This film shines a light on a monstrous social experiment. In the decades from the end of the war until the 1970s, maybe 130,000 British children were separated from their parents and sent as child migrants to Australia, New Zealand and Canada.
Some of the children were very young. Often they were told their parents were dead. Their parents often believed the children had been adopted in the UK.
The children, and their surrendering parents, were promised Oranges and Sunshine. But under such schemes, run by church or private charities, they wound up as cheap labour on farms. Many were bullied, exploited and abused.
In Australia, we think we know about such things. We know quite a lot about the ongoing stories of many members of stolen generations, and have come to understand it's not something you can put behind you.
Yes, the Apology helped. But for separated children, and parents, it's something you live out your whole life.
This film is made from the point of view of adults, and in particular Margaret Humphreys, the Nottingham social worker who in the 1980s was approached first of all by a woman who had come from Australia seeking her mother, and then by an English woman who had suddenly heard from a brother she never knew she had.

Materials provided:
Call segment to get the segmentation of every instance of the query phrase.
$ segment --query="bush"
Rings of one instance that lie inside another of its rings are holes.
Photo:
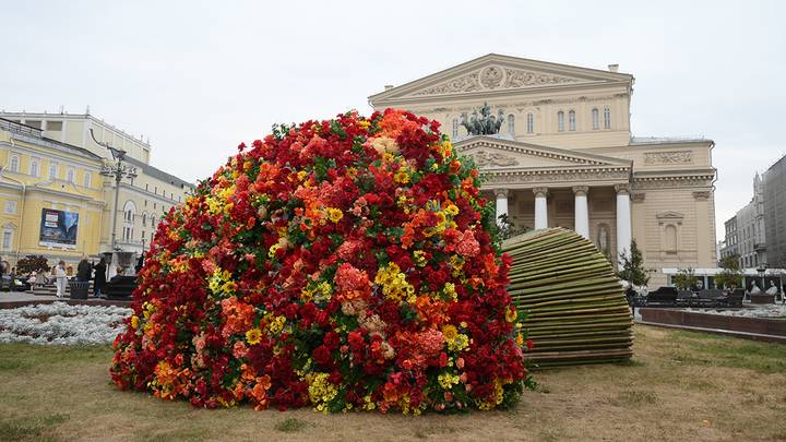
[[[28,254],[16,262],[16,274],[26,275],[31,272],[49,272],[49,261],[41,255]]]
[[[162,222],[111,366],[195,406],[517,403],[524,336],[478,171],[388,109],[277,126]]]

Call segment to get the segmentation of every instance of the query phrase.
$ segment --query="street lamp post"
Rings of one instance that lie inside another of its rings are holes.
[[[104,177],[115,178],[115,211],[112,214],[112,231],[111,231],[111,250],[119,250],[117,247],[117,213],[118,213],[118,200],[120,199],[120,182],[123,178],[135,178],[136,168],[126,164],[126,151],[122,148],[115,148],[109,143],[103,143],[96,140],[91,129],[91,136],[93,141],[99,146],[104,146],[109,150],[112,154],[112,159],[117,163],[104,165],[100,175]]]
[[[766,264],[759,264],[759,267],[757,267],[757,272],[759,273],[759,277],[761,278],[761,291],[764,292],[764,290],[766,290],[766,287],[764,287],[764,273],[766,273]]]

Actions to take:
(1) Can you turn the records into a numbered list, one line per item, skipping the blank lines and leaving the pictures out?
(2) Could you resume the review of the film about British child migrants and carry it on after its last sentence?

Expected responses:
(1)
1. Call segment to get the segmentation of every instance of the query phrase.
2. $ segment --query="bush"
3. Rings of one instance that lie inside another of its rings are holes.
4. Photo:
5. [[[28,254],[16,262],[16,274],[26,275],[31,272],[49,272],[49,261],[41,255]]]
6. [[[162,222],[111,366],[195,406],[517,403],[524,336],[478,171],[388,109],[277,126]]]
7. Call segment to get the segmentation of every instance of the query phrase.
8. $ segment --query="street lamp post"
9. Rings of one instance that lie inside another of its rings are holes.
10. [[[104,177],[115,178],[115,211],[112,214],[112,231],[111,231],[111,250],[119,250],[117,247],[117,213],[118,213],[118,200],[120,199],[120,182],[123,178],[135,178],[136,168],[126,164],[126,151],[122,148],[115,148],[109,143],[103,143],[96,140],[91,129],[91,136],[93,141],[99,146],[104,146],[109,150],[112,154],[112,159],[117,163],[104,165],[100,175]]]
11. [[[766,264],[759,264],[759,267],[757,267],[757,272],[759,273],[759,277],[761,278],[761,291],[764,292],[764,290],[766,290],[766,287],[764,287],[764,273],[766,273]]]

(2)
Emily Watson plays Margaret Humphreys, a woman of quiet decency and integrity who helped found the Child Migrants Trust to assist such adults find their families. She does so first reluctantly, then indignantly, and finally obsessively. She appears -- in this dramatized version at least -- to have had the support of both an understanding husband, also a social worker, and a reasonably decent employer, the Nottingham County Council. It's hard to credit there were no strains, but they are only mentioned in passing in this film, as Margaret's own husband and children try to come to terms with her ever-expanding quest.
At the heart of the film, though, are performances from two of Australia's finest actors as adult survivors. Hugo Weaving plays Jack, a lost soul who is befriended by Margaret and finds his sister, but not his childhood heart's desire.
I do not know how Weaving does it, but this chameleon of an actor has once again immersed himself in the psyche of another flawed fictional human being and made you believe and ache for him.
David Wenham plays Len, a tough guy. Sucessful, in financial terms, one who came out of the famous (or notorious) Boys Town at Bindoon, in Western Australia, where he had learned that you have to knock down, or be knocked down.
It's when he takes Margaret Humphreys back to Bindoon, and we see Watson with her fair Celtic skin, and those wildflower blue British eyes glaring into a vicious sun, and reflecting vistas of red dirt, that the film really grabs.
Here Len unfolds his story, and his ultimate revenge on the adults who used and cheated so many children. It was here I began to understand another kind of emotional damage. When the going gets tough, the tough don't necessarily survive intact.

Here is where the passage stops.